(Saved entries)
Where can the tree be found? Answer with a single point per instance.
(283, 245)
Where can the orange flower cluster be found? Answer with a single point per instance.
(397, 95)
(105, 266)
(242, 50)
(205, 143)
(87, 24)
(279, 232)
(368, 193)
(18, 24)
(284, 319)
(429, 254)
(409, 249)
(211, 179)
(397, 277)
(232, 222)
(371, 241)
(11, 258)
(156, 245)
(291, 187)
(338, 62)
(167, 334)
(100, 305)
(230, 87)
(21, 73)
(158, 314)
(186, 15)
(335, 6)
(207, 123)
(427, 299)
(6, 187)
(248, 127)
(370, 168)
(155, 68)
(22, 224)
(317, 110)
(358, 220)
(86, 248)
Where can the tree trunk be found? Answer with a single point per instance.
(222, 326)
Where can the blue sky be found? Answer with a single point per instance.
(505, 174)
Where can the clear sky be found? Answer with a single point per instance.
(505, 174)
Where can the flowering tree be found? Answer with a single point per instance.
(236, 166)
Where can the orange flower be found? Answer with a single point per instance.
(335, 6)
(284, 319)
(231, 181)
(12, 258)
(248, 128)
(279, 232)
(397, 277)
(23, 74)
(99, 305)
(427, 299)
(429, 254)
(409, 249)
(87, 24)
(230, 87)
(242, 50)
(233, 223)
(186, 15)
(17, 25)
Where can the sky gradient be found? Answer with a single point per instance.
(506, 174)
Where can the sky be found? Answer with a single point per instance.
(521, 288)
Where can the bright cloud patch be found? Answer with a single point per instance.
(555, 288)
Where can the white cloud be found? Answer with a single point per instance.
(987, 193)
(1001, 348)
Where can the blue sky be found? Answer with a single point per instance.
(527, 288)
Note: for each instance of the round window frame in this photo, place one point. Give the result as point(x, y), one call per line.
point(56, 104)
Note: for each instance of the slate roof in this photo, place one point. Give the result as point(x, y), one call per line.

(Work to complete): Reproduce every entry exactly, with nothing added or dropped.

(Solution for this exercise):
Where can the tree be found? Answer with a single point per instance.
(283, 245)
Where can the orange flower cluster be found? Answer with a single point per instance.
(397, 95)
(105, 266)
(242, 50)
(205, 143)
(87, 24)
(279, 232)
(368, 193)
(18, 24)
(284, 319)
(429, 254)
(409, 249)
(211, 179)
(397, 277)
(232, 222)
(371, 241)
(11, 258)
(156, 245)
(291, 187)
(338, 62)
(167, 334)
(100, 305)
(230, 87)
(21, 73)
(158, 314)
(186, 15)
(335, 6)
(207, 123)
(427, 299)
(6, 187)
(248, 127)
(370, 168)
(155, 68)
(22, 224)
(317, 110)
(358, 220)
(86, 248)
Where can the tree trunk be found? Answer with a single point per instance.
(222, 326)
Where can the blue sky be found? Answer with a single point per instance.
(505, 174)
Where can the clear sky be found? Answer with a single point per instance.
(505, 174)
Where can the flowering tree be found? Answer with a single point per instance.
(236, 166)
Where can the orange flower be found? Answer with a single point per instance.
(335, 6)
(284, 319)
(231, 181)
(12, 258)
(248, 128)
(279, 232)
(397, 277)
(23, 74)
(99, 305)
(427, 299)
(429, 254)
(409, 249)
(87, 24)
(230, 87)
(242, 50)
(233, 223)
(186, 15)
(17, 25)
Where can the sky gradient be found? Answer with a single point per instance.
(506, 174)
Where can the sky be found? Answer with a single point per instance.
(521, 288)
Where can the bright cloud patch be found? Answer with a single point per instance.
(555, 288)
Where can the white cloud be found? Answer with a single point per instance.
(987, 193)
(1001, 348)
Where can the blue sky be found? Answer with a single point per instance.
(527, 288)
Note: for each instance of the round window frame in this photo, place one point. Give the result as point(x, y), one call per line.
point(56, 104)
Note: for each instance of the slate roof in this photo, place one point. Give the result as point(x, y), one call per line.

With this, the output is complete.